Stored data
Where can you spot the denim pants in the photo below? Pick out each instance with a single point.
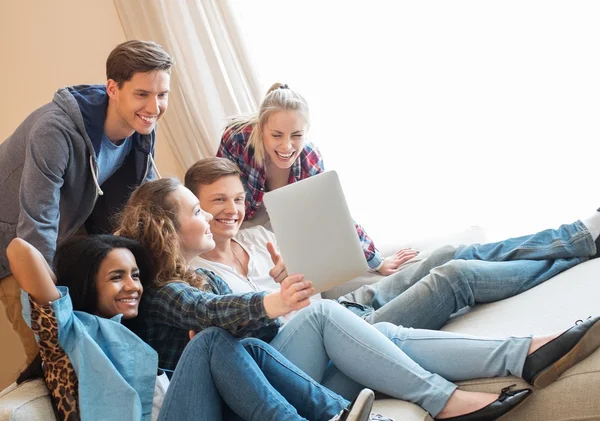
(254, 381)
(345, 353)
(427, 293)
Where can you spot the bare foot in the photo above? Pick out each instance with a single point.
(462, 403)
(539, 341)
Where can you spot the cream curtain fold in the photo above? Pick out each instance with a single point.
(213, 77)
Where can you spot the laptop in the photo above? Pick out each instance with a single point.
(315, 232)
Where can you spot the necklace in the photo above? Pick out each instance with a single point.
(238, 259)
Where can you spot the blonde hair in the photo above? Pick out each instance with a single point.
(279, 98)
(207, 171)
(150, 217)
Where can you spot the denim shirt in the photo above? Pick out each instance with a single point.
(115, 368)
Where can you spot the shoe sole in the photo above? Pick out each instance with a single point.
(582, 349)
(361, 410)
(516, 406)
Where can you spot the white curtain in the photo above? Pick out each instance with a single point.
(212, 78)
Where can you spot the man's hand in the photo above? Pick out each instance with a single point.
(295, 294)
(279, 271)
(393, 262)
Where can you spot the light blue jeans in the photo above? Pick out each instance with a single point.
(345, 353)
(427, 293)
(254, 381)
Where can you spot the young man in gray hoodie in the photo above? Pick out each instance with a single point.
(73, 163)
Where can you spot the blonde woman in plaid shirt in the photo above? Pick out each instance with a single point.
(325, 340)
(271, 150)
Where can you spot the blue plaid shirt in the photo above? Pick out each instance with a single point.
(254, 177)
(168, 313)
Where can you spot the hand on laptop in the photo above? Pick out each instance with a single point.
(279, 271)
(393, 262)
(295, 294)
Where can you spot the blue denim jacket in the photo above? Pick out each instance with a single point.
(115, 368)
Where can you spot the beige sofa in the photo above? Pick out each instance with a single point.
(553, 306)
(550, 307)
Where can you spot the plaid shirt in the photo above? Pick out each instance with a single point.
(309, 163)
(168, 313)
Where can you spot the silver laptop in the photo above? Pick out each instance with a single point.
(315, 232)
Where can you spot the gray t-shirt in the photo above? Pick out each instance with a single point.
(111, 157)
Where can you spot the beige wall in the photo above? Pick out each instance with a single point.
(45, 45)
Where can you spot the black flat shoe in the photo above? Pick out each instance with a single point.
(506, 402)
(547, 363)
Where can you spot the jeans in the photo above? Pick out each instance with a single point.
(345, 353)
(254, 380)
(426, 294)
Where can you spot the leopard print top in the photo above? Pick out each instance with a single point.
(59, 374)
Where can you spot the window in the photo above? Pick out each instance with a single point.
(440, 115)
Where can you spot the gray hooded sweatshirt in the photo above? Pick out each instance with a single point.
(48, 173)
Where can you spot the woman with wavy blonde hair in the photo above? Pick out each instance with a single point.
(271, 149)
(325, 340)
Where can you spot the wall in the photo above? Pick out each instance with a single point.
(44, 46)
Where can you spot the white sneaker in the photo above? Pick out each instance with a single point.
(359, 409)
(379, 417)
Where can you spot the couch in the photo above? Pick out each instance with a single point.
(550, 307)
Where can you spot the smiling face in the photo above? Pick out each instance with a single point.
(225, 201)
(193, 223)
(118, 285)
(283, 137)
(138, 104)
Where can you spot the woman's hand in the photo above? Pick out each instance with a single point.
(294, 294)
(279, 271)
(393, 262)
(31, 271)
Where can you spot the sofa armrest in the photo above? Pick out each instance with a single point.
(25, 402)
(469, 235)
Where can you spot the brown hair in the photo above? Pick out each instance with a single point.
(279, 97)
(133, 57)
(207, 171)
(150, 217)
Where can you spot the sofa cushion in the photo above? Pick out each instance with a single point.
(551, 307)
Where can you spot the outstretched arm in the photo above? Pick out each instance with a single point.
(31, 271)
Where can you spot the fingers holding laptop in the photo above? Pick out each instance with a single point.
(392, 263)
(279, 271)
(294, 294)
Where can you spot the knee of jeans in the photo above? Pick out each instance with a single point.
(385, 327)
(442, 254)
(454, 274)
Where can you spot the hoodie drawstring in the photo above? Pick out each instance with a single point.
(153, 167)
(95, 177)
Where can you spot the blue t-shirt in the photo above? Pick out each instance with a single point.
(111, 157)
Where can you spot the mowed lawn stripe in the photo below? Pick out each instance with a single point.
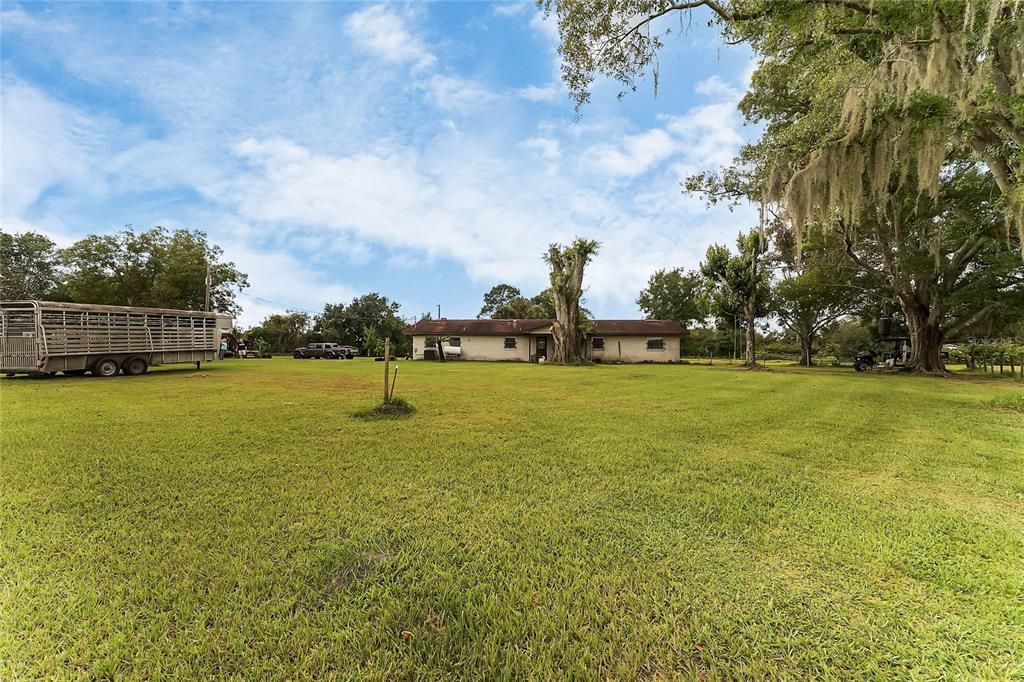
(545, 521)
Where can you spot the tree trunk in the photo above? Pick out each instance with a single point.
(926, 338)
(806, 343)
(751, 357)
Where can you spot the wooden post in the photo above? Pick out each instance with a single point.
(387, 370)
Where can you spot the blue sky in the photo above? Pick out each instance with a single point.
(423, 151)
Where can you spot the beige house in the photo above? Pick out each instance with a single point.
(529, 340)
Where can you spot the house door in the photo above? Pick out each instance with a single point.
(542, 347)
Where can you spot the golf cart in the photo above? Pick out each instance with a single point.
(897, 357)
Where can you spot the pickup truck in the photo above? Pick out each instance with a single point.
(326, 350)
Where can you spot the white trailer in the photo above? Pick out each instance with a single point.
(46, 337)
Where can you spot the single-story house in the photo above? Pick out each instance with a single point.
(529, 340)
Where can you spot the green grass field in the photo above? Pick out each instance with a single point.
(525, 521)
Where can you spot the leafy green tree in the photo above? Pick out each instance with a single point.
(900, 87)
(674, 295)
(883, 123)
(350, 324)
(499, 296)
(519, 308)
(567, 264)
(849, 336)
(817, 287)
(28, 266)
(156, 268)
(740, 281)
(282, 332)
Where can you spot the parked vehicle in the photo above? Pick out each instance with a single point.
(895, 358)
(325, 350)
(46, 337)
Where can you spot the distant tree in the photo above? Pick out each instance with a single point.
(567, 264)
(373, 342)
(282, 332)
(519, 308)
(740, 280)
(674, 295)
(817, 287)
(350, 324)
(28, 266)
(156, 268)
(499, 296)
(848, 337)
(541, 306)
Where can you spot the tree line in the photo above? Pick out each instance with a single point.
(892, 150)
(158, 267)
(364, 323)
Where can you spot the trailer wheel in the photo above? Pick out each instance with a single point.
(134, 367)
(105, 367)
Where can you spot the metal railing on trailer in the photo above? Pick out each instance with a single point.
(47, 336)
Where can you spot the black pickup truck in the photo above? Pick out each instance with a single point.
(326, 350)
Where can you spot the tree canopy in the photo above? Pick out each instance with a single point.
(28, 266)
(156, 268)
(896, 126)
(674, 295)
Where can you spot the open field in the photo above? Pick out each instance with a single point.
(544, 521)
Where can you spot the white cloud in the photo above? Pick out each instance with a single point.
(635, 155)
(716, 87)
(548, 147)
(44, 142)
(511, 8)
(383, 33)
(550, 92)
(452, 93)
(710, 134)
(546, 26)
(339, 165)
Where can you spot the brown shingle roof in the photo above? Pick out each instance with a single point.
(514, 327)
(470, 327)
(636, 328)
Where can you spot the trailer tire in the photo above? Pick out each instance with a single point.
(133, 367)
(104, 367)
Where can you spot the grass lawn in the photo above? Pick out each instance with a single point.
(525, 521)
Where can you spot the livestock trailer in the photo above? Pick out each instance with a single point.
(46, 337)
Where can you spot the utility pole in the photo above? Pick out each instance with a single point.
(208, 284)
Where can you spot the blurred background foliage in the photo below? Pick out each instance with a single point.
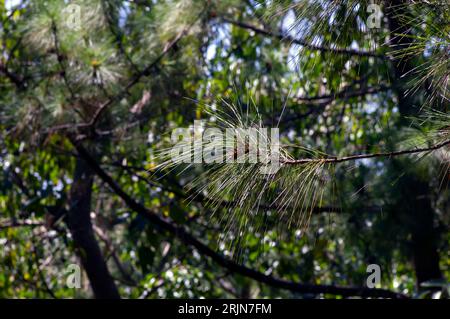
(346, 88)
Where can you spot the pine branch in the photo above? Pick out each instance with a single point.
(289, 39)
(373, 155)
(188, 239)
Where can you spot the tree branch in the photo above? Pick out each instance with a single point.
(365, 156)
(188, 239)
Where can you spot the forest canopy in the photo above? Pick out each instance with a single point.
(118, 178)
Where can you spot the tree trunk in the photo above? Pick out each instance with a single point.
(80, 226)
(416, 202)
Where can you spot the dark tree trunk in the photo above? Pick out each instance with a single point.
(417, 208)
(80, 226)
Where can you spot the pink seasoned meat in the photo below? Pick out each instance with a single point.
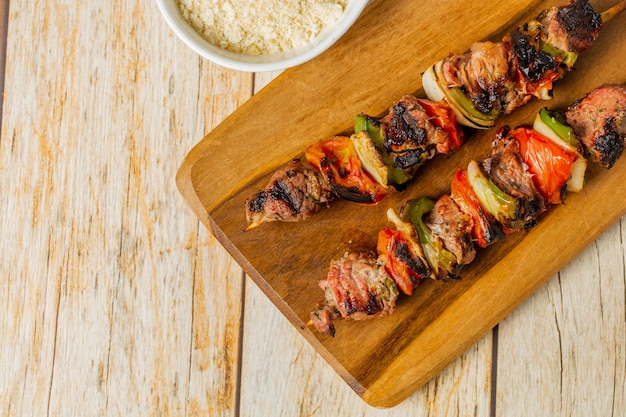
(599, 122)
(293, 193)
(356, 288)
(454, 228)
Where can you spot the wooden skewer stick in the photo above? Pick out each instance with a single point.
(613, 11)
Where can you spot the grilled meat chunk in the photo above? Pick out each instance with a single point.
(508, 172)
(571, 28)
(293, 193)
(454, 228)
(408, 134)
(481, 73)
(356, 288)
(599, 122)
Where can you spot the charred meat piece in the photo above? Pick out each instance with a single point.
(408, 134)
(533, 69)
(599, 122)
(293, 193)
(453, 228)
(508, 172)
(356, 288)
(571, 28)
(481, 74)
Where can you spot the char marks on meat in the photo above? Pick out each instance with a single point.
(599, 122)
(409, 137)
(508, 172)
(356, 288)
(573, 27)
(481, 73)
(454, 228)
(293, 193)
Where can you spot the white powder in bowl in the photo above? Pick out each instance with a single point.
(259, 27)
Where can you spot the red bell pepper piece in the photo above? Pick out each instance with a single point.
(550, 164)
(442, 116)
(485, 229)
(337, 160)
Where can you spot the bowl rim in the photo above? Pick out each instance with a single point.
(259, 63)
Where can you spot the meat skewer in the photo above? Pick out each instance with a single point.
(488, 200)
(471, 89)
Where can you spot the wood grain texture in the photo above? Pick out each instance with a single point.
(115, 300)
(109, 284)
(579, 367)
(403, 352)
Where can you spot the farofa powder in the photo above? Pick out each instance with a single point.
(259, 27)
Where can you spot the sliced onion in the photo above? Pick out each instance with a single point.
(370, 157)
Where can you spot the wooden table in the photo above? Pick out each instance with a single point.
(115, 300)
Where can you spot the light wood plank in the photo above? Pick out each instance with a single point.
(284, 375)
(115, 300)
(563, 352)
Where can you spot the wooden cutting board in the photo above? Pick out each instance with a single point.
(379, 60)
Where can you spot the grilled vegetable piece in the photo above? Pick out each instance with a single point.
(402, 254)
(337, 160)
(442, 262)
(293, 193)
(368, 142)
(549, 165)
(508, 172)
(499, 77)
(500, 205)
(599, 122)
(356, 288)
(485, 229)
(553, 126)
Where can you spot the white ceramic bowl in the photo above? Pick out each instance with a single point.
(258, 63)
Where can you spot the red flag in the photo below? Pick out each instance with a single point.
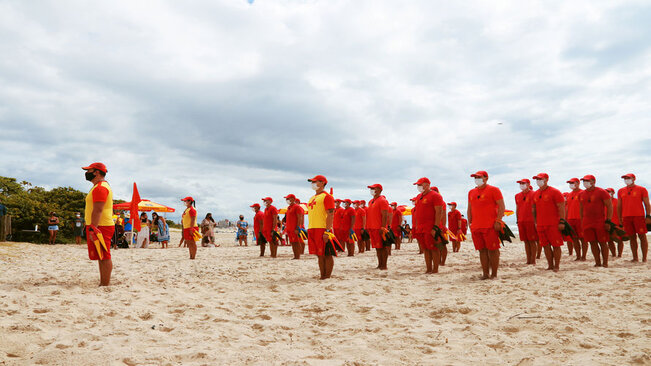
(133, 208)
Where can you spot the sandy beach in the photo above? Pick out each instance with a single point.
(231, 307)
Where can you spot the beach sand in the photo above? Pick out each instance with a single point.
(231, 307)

§ **Stated exercise**:
Switch "spot" to "locate" in the lines from the line with "Where can you spot the red flag" through the end of the records, and give those lines again without the pictures.

§ **Response to the task**:
Where can you locate the red flag in the photo below? Pick out each instance with a single point.
(133, 208)
Where can you locate the sandy beach in the photo above? Pick out each instance with a single point.
(231, 307)
Where can you locate the beach sand in the photo above? Pick out each instance with a single point.
(231, 307)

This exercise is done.